Report each line in the data below that contains the string "sign". Treat uppercase and lowercase as different.

** Raw records **
· · · ·

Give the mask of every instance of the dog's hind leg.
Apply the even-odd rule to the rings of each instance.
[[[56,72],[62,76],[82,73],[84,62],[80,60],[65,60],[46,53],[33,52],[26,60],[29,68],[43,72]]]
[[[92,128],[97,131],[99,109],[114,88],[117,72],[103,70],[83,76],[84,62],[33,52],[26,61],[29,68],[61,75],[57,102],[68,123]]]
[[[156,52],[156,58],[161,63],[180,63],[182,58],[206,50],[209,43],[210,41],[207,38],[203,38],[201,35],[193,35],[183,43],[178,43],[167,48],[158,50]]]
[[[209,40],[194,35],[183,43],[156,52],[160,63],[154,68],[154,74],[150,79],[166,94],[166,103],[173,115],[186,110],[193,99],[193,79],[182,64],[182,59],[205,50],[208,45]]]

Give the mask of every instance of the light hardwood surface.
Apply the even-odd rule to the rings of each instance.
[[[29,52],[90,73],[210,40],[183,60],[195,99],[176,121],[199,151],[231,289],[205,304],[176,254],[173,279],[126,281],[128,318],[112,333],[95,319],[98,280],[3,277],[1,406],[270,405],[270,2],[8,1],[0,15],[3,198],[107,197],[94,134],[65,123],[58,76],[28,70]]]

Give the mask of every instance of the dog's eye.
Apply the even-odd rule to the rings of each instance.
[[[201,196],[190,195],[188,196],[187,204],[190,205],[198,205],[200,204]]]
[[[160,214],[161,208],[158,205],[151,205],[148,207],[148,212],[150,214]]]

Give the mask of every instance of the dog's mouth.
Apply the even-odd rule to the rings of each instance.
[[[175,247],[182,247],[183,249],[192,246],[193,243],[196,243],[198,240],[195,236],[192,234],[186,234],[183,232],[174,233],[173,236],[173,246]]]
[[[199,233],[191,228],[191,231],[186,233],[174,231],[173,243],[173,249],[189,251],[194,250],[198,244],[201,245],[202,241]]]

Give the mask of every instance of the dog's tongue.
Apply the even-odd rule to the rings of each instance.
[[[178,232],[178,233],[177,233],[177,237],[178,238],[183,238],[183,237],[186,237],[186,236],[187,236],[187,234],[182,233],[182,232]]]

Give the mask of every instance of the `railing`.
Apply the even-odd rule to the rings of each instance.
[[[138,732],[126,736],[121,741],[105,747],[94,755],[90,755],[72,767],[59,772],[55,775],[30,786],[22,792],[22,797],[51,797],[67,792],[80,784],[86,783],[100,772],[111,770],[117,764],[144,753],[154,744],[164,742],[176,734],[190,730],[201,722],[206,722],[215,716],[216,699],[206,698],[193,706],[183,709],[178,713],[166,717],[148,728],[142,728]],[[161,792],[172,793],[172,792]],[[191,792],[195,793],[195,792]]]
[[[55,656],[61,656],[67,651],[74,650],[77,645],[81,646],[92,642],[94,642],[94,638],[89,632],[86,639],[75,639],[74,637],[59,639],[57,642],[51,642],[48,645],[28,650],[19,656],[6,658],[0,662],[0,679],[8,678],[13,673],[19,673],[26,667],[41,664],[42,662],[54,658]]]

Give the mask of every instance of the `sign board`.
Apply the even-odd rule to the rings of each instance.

· · · ·

** Reply to the task **
Give the mask of every instance of the `sign board`.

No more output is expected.